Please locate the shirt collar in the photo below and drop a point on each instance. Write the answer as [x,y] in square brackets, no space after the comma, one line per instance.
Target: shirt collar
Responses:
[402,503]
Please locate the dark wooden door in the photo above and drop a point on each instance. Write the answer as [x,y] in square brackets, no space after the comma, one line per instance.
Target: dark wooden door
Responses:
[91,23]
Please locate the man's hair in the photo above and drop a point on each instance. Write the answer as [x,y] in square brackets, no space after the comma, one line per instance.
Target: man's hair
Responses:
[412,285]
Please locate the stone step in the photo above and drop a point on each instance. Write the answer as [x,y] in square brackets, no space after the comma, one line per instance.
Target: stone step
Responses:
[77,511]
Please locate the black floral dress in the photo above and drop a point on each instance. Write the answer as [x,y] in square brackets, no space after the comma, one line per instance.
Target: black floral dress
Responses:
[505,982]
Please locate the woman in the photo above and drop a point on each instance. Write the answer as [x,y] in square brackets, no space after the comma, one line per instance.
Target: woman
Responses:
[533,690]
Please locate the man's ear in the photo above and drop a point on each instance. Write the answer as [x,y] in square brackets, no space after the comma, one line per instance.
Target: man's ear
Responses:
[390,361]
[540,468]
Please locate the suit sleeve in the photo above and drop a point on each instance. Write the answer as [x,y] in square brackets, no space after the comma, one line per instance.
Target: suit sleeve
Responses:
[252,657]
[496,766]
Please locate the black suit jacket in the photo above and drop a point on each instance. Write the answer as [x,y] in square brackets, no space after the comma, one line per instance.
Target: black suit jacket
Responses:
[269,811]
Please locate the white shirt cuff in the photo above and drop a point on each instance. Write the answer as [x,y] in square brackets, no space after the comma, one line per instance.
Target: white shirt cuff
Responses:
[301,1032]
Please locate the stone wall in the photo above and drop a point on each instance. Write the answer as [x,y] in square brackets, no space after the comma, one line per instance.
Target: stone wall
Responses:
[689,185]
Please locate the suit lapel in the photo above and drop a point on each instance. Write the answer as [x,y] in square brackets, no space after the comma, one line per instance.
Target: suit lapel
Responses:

· · · ·

Aim of the exercise: Determine how many lines in the listing above hold the word "stone", and reply with that number only.

Answer to the exercise: 4